— DIRECTIONS —
Draw out every line with the word "positive" from the listing below.

*** Opening of INPUT FOR THIS TASK ***

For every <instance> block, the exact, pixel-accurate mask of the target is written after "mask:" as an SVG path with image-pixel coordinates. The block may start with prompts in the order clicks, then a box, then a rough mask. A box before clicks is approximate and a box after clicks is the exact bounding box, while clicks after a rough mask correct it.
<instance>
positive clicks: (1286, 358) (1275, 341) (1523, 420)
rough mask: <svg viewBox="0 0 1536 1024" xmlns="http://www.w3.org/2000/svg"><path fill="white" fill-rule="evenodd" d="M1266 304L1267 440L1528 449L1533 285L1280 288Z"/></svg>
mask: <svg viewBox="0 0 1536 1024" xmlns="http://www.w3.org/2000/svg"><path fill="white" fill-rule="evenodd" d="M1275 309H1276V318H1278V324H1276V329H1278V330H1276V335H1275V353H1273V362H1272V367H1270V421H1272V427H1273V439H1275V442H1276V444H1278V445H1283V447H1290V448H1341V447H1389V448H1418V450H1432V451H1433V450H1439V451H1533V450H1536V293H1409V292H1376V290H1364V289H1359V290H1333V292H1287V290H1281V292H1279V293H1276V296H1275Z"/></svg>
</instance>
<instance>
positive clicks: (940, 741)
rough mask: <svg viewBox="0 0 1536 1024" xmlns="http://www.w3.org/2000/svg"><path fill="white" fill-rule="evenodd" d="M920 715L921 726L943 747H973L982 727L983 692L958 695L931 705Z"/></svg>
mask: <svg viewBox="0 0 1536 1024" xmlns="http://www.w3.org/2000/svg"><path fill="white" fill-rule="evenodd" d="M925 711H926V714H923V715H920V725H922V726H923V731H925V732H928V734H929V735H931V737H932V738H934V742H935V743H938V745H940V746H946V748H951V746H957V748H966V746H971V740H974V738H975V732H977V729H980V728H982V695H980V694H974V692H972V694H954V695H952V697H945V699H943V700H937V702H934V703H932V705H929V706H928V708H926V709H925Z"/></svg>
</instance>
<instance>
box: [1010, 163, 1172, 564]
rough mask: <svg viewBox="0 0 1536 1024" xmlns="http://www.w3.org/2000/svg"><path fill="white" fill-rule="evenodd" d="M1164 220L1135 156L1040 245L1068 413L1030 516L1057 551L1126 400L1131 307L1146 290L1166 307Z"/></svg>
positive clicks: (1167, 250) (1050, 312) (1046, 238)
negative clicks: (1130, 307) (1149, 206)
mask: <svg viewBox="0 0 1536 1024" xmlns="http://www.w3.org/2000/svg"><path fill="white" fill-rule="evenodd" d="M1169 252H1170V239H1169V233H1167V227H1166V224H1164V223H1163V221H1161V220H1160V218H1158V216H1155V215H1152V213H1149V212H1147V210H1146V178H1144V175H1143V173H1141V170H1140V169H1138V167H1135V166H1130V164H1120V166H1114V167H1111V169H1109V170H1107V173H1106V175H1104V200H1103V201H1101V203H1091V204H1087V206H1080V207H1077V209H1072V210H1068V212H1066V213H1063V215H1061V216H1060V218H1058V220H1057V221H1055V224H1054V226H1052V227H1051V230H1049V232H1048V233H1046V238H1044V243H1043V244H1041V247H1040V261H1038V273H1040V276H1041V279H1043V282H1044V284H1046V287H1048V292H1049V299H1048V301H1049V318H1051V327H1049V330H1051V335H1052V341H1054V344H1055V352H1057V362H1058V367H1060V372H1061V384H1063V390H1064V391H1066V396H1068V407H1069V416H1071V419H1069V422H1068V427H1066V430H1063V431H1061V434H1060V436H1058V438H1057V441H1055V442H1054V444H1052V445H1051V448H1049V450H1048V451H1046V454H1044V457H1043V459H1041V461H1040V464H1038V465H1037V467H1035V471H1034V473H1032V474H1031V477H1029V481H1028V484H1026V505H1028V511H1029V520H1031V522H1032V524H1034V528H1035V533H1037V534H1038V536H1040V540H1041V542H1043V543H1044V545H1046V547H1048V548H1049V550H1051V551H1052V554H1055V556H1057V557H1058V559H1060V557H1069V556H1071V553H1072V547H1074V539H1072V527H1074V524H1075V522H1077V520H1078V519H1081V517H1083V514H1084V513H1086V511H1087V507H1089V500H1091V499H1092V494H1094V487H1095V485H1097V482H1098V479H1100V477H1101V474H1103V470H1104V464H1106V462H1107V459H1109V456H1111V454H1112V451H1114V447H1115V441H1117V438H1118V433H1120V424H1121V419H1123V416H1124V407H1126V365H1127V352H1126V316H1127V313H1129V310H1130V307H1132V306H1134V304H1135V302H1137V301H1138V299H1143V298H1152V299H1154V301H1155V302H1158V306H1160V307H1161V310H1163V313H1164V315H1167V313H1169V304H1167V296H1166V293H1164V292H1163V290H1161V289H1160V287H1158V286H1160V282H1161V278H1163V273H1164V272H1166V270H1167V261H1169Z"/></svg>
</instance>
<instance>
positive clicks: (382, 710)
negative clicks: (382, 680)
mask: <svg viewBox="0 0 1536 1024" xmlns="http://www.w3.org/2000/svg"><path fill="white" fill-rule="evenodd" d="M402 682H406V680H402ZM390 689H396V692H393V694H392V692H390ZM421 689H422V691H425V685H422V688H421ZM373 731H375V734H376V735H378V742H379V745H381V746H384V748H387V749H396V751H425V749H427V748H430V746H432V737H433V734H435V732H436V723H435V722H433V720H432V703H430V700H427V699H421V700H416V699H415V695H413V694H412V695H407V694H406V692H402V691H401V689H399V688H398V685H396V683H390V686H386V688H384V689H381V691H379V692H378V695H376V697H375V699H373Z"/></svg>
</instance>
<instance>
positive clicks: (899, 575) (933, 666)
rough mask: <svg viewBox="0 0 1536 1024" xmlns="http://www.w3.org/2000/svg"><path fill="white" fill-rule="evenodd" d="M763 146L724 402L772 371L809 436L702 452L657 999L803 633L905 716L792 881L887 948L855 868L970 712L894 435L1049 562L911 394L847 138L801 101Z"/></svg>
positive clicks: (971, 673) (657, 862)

*** Close of INPUT FOR THIS TASK ***

— ANSWER TO THE EXERCISE —
positive clicks: (1286, 358) (1275, 341) (1523, 420)
positive clicks: (940, 741)
positive clicks: (1167, 250) (1050, 312) (1046, 238)
positive clicks: (382, 710)
positive clicks: (899, 575) (933, 666)
positive clicks: (971, 673) (657, 862)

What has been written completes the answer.